*** Provided records ***

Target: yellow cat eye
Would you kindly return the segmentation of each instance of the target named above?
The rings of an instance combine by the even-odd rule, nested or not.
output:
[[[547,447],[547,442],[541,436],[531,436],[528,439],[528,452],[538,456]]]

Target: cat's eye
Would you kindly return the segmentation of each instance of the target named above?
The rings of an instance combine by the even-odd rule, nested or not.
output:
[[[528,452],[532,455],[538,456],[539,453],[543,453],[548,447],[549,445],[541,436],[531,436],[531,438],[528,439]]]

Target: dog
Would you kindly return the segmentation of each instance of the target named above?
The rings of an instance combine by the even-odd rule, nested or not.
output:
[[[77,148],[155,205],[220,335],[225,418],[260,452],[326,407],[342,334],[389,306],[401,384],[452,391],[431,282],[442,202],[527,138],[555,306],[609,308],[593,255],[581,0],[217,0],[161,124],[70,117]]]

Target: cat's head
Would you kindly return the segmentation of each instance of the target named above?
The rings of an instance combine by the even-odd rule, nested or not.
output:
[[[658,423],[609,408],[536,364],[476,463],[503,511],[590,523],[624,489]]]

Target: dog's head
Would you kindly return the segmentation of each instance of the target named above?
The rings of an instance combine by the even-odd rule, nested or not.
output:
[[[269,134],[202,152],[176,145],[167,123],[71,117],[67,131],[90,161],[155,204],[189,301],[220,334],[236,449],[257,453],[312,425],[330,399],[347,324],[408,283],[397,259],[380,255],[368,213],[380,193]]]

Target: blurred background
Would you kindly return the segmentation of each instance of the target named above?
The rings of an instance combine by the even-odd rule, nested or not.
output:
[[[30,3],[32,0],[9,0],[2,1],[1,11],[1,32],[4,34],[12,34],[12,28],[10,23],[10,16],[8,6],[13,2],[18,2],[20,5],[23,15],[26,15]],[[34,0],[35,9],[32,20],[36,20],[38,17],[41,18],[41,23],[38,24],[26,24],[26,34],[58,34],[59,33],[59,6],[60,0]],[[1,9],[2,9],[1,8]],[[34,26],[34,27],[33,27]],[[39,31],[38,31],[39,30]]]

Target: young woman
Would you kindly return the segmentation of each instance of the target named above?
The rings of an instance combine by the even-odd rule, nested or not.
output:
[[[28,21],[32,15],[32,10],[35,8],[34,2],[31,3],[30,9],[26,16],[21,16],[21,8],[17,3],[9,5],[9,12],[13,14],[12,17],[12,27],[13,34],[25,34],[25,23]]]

***

(Short task)
Reproduce verbatim the part of the listing that runs from the line containing "Target: young woman" through the end of the listing, including both ends.

(Solution for this exercise)
Target: young woman
Would you kindly return the segmentation of each instance of the target named above?
The rings of an instance combine by the even-odd rule, nested or not.
output:
[[[28,21],[32,15],[32,10],[35,8],[34,2],[31,3],[30,9],[26,16],[21,16],[21,8],[17,3],[9,5],[9,12],[13,14],[12,17],[12,27],[13,34],[25,34],[25,23]]]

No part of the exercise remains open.